Allocation of the costs of general government services such as tax collections and legislative functions presents difficulties since there are no apparent direct beneficiaries. Most taxpayers would regard IRS collection activities as a burden, not a benefit; however, while government administrative function per se do not benefit the public, they do provide necessary foundation that makes all other government benefit and service programs possible. They are an essential secondary government that makes primary functions possible. It seems reasonable to integrate proportionally the cost of government support services into the cost of other government functions that depend on those services. Following this reasoning, the expenditures for general government and administrative support have been allocated among families in the same proportions that total direct benefits, means-tested benefits, education, and population-based services are distributed among families.[26]

Estimating the Allocation of Financial Obligations Relating to Past Government Activities

When government revenues do not cover the full cost of government benefits and services, a portion of annual costs is passed on to be paid in future years, through two mechanisms. First, when government expenditures exceed revenues, the government runs a deficit and borrows funds. The cost of borrowing is passed to future years in the form of interest payments and repayments of principal on public debt. Second, when a government employee provides a service to the public, part of the cost of that service is paid for immediately through the employee’s salary, but the employee may also receive government retirement benefits in the future in compensation for services provided in the present. Expenditures on public-sector retirement systems are thus, to a considerable degree, present payments in compensation for services delivered in the past.

The allocation procedure for these costs associated with past services among the present-day population is uncertain. Consequently, such costs have been excluded from the analysis in this paper; the costs do not appear in any of the tables or figures provided.

+++++

Exercise instructions:
Continue the passage above on allocating government costs among families, starting after its last sentence.

+++++

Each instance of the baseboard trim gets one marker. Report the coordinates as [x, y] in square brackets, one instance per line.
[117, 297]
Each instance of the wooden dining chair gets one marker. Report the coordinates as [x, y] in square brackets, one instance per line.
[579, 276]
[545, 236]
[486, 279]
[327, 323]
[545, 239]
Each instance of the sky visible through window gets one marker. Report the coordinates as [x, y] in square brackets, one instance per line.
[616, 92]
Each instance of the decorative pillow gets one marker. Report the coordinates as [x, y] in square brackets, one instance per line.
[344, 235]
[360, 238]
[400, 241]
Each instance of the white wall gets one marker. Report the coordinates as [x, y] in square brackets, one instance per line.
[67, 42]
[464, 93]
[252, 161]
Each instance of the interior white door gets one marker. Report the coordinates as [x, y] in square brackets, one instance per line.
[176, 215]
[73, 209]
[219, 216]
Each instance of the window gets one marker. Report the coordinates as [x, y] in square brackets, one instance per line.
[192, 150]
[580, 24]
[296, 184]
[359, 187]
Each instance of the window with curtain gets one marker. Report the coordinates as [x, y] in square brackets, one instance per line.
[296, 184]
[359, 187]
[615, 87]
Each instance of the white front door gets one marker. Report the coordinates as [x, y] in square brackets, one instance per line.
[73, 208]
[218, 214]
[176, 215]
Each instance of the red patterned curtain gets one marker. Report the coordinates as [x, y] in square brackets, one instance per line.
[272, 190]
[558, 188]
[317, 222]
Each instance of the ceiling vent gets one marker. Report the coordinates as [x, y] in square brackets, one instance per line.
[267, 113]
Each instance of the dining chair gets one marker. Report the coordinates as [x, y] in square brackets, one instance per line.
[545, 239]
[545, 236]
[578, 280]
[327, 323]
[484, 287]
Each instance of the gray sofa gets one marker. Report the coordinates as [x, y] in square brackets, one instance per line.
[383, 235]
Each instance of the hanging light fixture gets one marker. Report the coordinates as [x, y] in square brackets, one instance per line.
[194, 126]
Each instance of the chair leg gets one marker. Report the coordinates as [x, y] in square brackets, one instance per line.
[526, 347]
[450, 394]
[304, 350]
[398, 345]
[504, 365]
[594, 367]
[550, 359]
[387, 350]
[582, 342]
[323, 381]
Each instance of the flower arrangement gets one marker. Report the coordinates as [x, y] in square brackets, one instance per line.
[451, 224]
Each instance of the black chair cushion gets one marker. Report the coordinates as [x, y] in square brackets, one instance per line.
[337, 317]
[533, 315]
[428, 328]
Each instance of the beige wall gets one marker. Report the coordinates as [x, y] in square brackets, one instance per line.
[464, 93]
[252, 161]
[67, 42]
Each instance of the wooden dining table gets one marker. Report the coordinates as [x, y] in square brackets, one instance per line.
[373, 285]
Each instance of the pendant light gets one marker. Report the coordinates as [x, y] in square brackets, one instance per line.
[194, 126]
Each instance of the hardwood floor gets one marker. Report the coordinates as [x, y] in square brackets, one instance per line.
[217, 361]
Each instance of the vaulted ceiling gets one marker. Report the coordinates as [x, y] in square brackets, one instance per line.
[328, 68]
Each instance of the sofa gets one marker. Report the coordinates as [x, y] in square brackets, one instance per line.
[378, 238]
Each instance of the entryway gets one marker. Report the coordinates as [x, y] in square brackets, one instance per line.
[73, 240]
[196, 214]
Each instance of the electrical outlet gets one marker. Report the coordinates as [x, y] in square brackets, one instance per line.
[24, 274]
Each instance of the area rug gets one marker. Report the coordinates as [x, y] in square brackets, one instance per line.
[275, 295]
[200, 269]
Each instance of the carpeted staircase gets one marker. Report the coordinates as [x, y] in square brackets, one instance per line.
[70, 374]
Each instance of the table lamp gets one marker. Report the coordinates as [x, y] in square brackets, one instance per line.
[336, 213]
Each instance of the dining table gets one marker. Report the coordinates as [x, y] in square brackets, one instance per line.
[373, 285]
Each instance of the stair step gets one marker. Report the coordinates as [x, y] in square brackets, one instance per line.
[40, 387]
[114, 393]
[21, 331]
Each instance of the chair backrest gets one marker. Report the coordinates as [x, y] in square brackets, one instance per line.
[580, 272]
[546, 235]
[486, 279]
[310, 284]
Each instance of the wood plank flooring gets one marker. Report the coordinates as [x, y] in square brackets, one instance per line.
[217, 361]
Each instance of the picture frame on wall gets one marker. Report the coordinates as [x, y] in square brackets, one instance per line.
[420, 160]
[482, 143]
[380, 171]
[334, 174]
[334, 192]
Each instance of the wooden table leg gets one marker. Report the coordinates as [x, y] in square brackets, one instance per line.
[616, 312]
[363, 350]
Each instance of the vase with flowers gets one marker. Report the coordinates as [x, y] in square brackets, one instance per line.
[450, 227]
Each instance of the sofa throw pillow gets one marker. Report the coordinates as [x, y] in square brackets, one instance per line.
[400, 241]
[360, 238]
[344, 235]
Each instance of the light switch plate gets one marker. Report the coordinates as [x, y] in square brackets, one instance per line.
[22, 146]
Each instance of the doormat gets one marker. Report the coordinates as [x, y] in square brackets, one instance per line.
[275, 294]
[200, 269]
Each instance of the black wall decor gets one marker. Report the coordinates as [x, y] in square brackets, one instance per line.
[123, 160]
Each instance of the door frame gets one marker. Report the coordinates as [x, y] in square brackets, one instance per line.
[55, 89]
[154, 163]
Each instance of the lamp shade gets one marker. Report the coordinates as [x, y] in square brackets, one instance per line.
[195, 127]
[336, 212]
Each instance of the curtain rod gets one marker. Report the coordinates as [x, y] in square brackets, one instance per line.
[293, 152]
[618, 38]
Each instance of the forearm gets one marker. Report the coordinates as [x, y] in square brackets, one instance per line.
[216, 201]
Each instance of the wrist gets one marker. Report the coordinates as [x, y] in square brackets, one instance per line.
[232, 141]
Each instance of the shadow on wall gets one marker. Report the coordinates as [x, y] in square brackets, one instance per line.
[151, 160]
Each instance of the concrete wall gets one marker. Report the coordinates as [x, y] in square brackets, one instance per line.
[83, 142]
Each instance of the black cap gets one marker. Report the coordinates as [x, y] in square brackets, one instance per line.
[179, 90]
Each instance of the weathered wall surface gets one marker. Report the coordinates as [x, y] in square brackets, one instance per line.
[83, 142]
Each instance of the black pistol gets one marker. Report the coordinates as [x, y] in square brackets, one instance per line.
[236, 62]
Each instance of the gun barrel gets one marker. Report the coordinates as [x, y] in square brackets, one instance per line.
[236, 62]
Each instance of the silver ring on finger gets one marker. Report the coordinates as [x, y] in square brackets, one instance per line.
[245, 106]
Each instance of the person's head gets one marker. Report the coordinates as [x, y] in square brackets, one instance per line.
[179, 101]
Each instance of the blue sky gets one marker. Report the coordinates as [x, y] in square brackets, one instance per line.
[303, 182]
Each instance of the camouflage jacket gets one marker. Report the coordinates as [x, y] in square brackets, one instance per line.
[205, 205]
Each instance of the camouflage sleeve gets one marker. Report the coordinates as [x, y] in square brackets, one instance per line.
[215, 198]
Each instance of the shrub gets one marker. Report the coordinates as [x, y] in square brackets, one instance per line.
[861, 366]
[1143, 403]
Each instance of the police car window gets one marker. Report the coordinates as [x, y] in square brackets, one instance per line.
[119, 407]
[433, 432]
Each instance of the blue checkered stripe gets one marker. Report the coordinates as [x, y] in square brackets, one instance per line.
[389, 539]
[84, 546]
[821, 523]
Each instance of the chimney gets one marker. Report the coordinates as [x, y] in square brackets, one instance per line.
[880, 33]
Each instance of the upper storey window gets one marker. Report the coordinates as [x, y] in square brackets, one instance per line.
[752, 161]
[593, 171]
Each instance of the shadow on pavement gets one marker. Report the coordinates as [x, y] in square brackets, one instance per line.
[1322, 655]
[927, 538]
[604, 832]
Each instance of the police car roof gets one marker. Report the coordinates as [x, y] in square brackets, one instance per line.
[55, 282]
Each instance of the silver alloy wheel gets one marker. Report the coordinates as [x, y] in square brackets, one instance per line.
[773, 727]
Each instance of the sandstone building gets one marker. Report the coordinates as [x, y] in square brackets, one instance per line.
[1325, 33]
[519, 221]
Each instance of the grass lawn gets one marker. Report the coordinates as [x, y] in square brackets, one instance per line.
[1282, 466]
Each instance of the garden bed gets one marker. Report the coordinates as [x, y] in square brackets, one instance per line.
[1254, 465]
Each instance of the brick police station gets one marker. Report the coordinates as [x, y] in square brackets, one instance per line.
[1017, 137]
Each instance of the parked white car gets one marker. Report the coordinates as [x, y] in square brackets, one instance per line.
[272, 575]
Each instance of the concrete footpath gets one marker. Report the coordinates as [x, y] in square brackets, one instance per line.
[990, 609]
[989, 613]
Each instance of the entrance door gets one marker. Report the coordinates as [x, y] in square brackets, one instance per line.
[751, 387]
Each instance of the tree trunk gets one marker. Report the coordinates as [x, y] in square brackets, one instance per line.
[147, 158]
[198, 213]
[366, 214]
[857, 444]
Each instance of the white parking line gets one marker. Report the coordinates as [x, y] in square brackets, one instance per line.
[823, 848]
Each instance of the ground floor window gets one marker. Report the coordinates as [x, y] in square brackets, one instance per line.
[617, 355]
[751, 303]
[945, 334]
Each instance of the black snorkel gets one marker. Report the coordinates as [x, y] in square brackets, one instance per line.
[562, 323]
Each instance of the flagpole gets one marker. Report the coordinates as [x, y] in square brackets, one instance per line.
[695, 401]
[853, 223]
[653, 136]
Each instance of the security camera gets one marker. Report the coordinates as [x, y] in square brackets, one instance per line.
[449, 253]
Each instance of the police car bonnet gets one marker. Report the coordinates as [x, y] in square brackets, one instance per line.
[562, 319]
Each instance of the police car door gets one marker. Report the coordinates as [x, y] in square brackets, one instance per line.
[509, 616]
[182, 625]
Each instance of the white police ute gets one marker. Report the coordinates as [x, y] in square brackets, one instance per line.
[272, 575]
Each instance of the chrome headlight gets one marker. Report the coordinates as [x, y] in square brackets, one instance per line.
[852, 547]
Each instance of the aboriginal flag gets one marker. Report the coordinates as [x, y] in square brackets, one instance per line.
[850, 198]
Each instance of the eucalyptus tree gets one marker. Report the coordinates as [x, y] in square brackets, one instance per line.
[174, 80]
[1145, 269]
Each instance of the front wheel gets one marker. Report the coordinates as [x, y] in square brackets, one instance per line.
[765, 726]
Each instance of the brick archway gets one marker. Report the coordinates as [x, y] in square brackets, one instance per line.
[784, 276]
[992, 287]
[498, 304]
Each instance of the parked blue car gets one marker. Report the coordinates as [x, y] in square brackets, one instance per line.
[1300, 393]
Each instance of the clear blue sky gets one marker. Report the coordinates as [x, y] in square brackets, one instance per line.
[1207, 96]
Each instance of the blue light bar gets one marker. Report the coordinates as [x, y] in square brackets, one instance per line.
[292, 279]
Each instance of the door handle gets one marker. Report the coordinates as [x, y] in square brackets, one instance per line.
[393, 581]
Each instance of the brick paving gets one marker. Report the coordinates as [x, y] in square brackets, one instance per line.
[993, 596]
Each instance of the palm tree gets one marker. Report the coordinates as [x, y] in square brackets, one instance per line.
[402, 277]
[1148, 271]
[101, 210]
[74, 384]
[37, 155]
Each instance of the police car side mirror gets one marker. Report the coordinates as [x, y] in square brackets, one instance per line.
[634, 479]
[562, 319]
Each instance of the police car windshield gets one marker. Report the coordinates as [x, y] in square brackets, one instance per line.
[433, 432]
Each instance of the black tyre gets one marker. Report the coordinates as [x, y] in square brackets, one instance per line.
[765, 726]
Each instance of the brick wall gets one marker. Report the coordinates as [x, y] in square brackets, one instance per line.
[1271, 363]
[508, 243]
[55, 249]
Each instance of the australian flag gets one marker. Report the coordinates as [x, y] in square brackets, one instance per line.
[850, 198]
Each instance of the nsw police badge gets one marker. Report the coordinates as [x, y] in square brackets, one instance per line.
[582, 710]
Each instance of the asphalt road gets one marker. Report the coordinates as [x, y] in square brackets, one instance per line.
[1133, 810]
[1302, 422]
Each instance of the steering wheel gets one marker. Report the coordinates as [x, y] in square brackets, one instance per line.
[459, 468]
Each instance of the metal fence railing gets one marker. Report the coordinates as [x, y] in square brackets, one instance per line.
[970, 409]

+++++

Task result:
Estimating the Allocation of Pure Public Goods

Government pure public goods include expenditures on defense, veterans, international affairs, scientific research, and part of spending on the environment, as well as debt obligations relating to past public good spending. Because one person’s use of these services does not diminish the use by others, pure public goods expenditures are not included in the analysis in this paper: no attempt is made to allocate such expenditures among households or quintiles.

Estimating the Distribution of Taxes and Revenues

To calculate the distribution of overall government taxes and revenues, separate estimates were made of the allocation of over 35 specific government tax and revenue categories. The findings for each category are shown in Appendix table 5. The text below describes the allocation methods for most of the larger tax and revenue categories.

Estimating the Allocation of Direct Taxes

Federal and state income taxes and FICA taxes are allocated among the quintiles according to tax data provided in the CPS. The estimating procedures were the same as those used for direct and means-tested benefits.

Estimating Federal and State Consumption and Excise Taxes

Sales and excise taxes were assumed to fall on the consumers; tax payments were estimated based on the share of total consumption of relevant commodity or commodities in the Consumer Expenditure Survey (CEX). The quintile share of a given excise tax was assumed to be proportionate to the quintile share of spending on the relevant item in the CEX. For example, the quintile shares of the tobacco excise tax payments were assumed to be proportionate to the quintile share of tobacco purchases in the CEX. The quintile shares of general sales taxes were assumed to be proportionate to the quintile shares of total consumption in the CEX minus consumption of items typically exempt from sales taxes such as food consumed in the home and health care expenses.

Estimating Federal and State Corporate Profit Taxes

Half of corporate profit taxes were assumed to be paid by workers and half by business owners and investors. The worker share of tax was allocated according to the distribution of earned income in the CPS. The investor share was allocated according to the distribution of property income (interest, rent, and dividends) in the CPS.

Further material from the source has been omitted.